(Estratto fornito)
───

Se le ambizioni di Jeeg Robot erano già coraggiose e il tentativo di importazione di modelli cinematografici esterni era da ritenersi riuscito, quantomeno premiato dall’accoglienza del pubblico, qui Mainetti si spinge ancora oltre, con un film la cui lavorazione ha richiesto un numero di settimane di riprese inedito per il nostro sistema produttivo, un dispendio di effetti speciali e effetti visivi altrettanto magniloquente, una confezione che francamente non ha nulla da invidiare a prodotti di nazionalità più abituate alla grandeur: gli Stati Uniti, la Gran Bretagna, la Corea del Sud, la Russia.

Il pretesto narrativo per questo affresco fantastico sulla Roma occupata dai nazisti nel 1943 è un piccolo teatro di strada gestito da Israel, interpretato da Giorgio Tirabassi, che recluta fra i suoi fenomeni da baraccone quattro strambe figure: Fulvio, l’uomo lupo di Claudio Santamaria, Cencio, il domatore di insetti interpretato da Pietro Castellitto, Mario, nano con poteri magnetici col volto di Giancarlo Martini e la ragazza elettrica, Matilde, che è Aurora Giovinazzo, il personaggio più complesso e anche quello decisivo.

───

(Attività da svolgere)
**a)** Riscrivi l'estratto fornito, tutto ciò che va da "Se le ambizioni" giù fino a "Sud, la Russia.", sostituendo "Mainetti" con "il regista".
**b)** Riassumi l'estratto fornito in due frasi.

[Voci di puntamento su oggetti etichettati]
───

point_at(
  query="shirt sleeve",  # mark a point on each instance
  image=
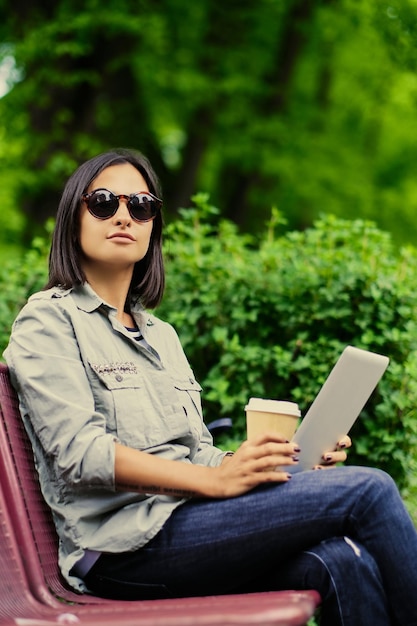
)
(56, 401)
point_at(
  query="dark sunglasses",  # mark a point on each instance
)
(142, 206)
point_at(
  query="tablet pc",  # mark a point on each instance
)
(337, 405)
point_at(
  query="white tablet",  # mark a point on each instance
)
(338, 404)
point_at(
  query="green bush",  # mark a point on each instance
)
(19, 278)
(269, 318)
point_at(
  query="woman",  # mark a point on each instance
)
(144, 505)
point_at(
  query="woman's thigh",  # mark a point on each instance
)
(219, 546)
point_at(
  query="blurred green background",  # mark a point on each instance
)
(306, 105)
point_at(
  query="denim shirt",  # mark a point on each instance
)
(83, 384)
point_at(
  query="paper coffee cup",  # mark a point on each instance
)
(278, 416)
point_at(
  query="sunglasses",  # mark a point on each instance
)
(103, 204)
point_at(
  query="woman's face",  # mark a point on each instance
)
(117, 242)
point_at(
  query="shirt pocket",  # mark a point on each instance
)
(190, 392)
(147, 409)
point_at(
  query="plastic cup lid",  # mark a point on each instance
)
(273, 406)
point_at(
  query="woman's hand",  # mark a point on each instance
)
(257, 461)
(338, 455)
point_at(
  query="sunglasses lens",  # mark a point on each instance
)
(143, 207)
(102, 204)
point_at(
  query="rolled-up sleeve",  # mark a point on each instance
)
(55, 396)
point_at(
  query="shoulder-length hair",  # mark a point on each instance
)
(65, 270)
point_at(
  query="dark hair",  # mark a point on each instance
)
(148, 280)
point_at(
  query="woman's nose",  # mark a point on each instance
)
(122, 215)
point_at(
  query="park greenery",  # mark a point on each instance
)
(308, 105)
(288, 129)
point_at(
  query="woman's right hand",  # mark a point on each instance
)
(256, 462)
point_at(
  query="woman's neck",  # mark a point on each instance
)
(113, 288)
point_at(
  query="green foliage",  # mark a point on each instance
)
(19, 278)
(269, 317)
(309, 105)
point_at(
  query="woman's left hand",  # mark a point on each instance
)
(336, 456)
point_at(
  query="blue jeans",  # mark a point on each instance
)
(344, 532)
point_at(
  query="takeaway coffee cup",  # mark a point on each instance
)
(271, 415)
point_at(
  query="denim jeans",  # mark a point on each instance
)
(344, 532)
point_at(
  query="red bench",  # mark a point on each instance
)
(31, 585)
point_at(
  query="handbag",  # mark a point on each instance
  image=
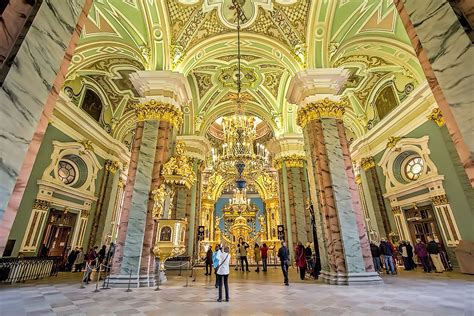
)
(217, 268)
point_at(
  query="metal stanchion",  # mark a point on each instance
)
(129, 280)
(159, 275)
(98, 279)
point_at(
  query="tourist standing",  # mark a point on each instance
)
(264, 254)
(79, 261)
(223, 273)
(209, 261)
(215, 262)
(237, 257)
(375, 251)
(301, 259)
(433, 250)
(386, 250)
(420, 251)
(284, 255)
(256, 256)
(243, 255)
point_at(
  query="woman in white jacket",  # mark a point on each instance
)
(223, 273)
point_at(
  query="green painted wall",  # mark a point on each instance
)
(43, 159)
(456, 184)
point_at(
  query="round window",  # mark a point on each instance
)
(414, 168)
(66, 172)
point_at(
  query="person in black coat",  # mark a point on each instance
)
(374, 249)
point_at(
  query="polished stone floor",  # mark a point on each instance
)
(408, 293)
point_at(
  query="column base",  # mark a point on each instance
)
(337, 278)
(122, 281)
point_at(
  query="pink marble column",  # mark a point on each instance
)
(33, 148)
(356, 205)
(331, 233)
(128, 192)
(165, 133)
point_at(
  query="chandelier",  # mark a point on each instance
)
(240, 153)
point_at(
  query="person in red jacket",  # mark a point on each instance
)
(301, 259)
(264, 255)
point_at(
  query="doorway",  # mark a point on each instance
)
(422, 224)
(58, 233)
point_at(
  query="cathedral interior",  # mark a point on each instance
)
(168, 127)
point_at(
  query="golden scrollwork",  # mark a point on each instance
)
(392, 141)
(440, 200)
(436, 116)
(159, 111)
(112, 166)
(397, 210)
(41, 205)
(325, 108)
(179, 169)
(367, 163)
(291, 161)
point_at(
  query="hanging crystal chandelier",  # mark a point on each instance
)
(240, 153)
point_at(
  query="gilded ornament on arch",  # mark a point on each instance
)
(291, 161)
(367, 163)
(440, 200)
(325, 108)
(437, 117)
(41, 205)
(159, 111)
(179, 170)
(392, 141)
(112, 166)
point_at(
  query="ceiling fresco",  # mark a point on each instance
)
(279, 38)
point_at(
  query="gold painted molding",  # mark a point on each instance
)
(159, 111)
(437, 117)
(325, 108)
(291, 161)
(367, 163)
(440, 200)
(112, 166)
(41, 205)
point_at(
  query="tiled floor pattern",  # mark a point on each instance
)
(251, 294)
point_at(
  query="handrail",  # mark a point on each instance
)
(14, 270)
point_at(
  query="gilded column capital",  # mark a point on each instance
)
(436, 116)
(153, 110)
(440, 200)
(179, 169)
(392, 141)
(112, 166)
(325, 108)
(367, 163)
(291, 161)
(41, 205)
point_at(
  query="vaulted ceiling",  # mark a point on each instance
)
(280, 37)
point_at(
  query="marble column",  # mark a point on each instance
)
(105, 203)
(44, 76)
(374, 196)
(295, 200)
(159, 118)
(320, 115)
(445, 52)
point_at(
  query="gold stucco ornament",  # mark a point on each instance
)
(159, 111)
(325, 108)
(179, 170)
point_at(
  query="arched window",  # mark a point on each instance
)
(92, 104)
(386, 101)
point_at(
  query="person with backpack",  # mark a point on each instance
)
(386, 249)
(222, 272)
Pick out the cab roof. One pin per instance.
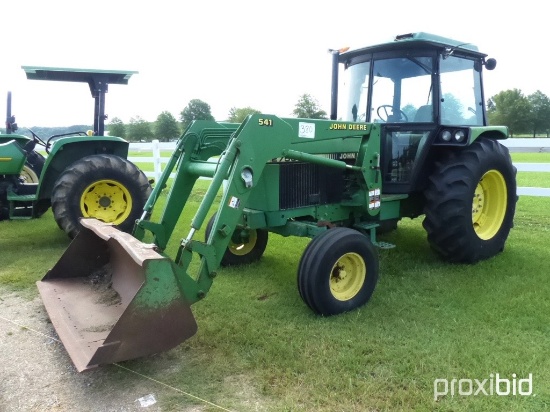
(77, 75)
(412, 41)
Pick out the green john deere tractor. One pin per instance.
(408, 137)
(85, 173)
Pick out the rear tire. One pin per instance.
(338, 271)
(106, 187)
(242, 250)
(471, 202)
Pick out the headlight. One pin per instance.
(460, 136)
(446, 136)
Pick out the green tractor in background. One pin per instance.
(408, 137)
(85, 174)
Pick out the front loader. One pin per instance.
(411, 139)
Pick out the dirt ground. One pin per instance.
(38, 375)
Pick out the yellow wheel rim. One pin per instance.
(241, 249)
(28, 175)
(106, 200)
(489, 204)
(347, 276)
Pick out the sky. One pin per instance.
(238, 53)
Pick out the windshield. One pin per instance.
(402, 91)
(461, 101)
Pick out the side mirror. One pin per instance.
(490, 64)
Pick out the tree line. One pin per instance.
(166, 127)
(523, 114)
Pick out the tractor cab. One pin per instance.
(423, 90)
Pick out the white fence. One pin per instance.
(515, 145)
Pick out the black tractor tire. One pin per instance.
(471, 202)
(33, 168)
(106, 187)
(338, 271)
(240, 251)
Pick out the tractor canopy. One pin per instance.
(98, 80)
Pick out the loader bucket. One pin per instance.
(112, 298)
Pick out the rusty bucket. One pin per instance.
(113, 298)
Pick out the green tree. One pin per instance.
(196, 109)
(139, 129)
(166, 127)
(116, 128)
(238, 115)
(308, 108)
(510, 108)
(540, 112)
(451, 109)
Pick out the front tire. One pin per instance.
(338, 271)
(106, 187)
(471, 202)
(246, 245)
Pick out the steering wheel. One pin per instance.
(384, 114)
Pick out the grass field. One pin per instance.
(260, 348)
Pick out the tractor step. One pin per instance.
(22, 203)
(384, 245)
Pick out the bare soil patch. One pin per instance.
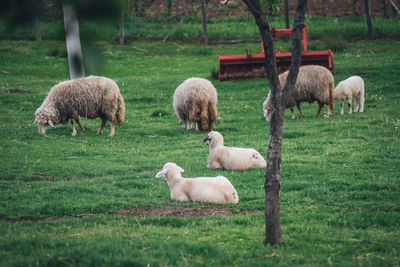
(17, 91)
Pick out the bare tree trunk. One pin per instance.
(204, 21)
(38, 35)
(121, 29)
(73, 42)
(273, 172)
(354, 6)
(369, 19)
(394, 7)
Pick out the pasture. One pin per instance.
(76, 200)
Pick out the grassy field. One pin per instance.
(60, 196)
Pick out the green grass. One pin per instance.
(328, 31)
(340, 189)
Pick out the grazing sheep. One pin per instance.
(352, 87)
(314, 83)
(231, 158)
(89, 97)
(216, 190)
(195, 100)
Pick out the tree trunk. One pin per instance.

───

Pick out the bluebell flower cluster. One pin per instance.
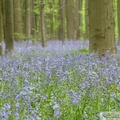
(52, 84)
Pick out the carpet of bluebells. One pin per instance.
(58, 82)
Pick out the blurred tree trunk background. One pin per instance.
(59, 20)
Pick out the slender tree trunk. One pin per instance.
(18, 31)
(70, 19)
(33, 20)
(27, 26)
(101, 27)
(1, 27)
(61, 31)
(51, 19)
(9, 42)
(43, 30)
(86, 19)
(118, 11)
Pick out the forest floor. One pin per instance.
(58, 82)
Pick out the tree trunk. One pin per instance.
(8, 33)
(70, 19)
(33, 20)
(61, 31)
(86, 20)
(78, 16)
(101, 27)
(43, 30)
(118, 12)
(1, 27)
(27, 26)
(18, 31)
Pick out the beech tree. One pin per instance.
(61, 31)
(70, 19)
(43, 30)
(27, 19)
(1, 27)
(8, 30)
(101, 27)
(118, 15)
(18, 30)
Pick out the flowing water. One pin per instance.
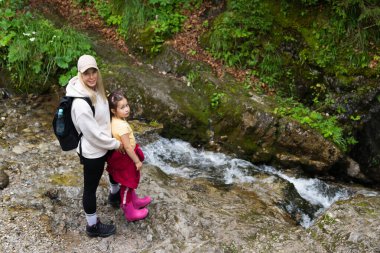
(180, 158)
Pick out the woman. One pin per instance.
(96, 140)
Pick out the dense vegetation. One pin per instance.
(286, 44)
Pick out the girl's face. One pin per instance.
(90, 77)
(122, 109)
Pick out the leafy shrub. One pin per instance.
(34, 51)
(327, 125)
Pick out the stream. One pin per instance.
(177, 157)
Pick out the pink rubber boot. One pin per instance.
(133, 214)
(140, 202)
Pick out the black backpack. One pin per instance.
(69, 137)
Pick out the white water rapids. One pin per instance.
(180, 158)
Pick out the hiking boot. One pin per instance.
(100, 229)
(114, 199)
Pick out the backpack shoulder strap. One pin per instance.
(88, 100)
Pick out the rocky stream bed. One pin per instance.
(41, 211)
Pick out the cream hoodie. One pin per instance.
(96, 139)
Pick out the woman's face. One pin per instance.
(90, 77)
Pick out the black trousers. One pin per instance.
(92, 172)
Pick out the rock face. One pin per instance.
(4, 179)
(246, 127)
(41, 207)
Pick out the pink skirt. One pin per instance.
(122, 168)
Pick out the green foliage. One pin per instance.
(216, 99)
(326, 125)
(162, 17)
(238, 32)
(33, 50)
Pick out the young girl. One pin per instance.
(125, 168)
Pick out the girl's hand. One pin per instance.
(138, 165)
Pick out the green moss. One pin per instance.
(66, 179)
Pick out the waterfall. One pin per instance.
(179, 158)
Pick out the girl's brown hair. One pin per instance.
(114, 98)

───

(Esercizi risolti)
**a)**
Se le ambizioni di Jeeg Robot erano già coraggiose e il tentativo di importazione di modelli cinematografici esterni era da ritenersi riuscito, quantomeno premiato dall’accoglienza del pubblico, qui il regista si spinge ancora oltre, con un film la cui lavorazione ha richiesto un numero di settimane di riprese inedito per il nostro sistema produttivo, un dispendio di effetti speciali e effetti visivi altrettanto magniloquente, una confezione che francamente non ha nulla da invidiare a prodotti di nazionalità più abituate alla grandeur: gli Stati Uniti, la Gran Bretagna, la Corea del Sud, la Russia.

**b)** Rispetto a Jeeg Robot, Mainetti si spinge ancora oltre con un film che ha richiesto un numero di settimane di riprese inedito per il nostro sistema produttivo, grandi effetti speciali e visivi e una confezione all'altezza di quella di paesi come Stati Uniti, Gran Bretagna, Corea del Sud e Russia. La storia, ambientata nella Roma occupata dai nazisti nel 1943, ruota attorno al piccolo teatro di strada di Israel, che recluta quattro fenomeni da baraccone: l'uomo lupo Fulvio, il domatore di insetti Cencio, Mario, nano con poteri magnetici, e la ragazza elettrica Matilde, il personaggio più complesso e decisivo.